=== Selected passage ===
# Songs to sing on a Hayride



## Janis (Oct 30, 2007)

Every year, we take a hayride on the day after Thanksgiving. 

And every year, we all struggle trying to remember of songs to sing while we tool along. It's a lot of pressure trying to think of songs on the fly! Everyone wnats to join in, but invariably most of us only know the chorus and can't remember anything else!

So this year, I'm going to print out song lyrics for everyone so that we can all sing along!

Any suggestions on good songs for the ride? We range in age from 6 to 77.

Thanks!


----------



## Jestjoan (Oct 30, 2007)

Over the River and Through the Woods...............(I know it's not a sleigh etc.)

http://www.ultimatecampresource.com/site/camp-activities/camp-songs.html

Plenty of other camp song web sites.


----------



## gsturtz (Oct 30, 2007)

...Grandma got run over by a reindeer...?  Probably not.

My Family likes "Show me the way to go home"

It doesn't have a very wide vocal range, and you can sing it in a round.


----------



## wackymother (Oct 30, 2007)

Louisiana Hay Ride! I can remember Nanette Fabray singing it in The Band Wagon, but everything beyond the third line is a blur. 


Get goin', Louisiana hayride!
Get goin' we all is ready
Start something Louisiana hayride

No use for calling the road
Oh, I like that sport
Sittin' in the hay
Lovin' it away -- oh, oh
For the time is short
Crack your little whip
Get your little ship to go!
Start something, Louisiana hayride
No foolin', we all is happy
Get goin', Louisiana hayride
No use for calling the road!
=== Dataset records ===
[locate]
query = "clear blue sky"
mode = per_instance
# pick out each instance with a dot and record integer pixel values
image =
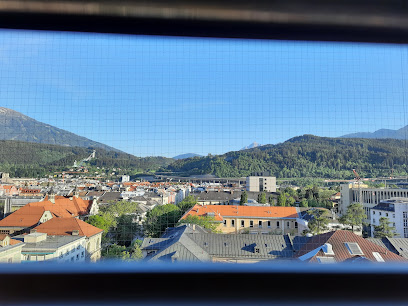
(167, 96)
===
Can you edit the hayride thread by writing out everything from "Any suggestions on" down to "a sleigh etc.)", with "suggestions" replaced by "ideas"? The items can be set aside; nothing here depends on them.

Any ideas on good songs for the ride? We range in age from 6 to 77.

Thanks!


----------



## Jestjoan (Oct 30, 2007)

Over the River and Through the Woods...............(I know it's not a sleigh etc.)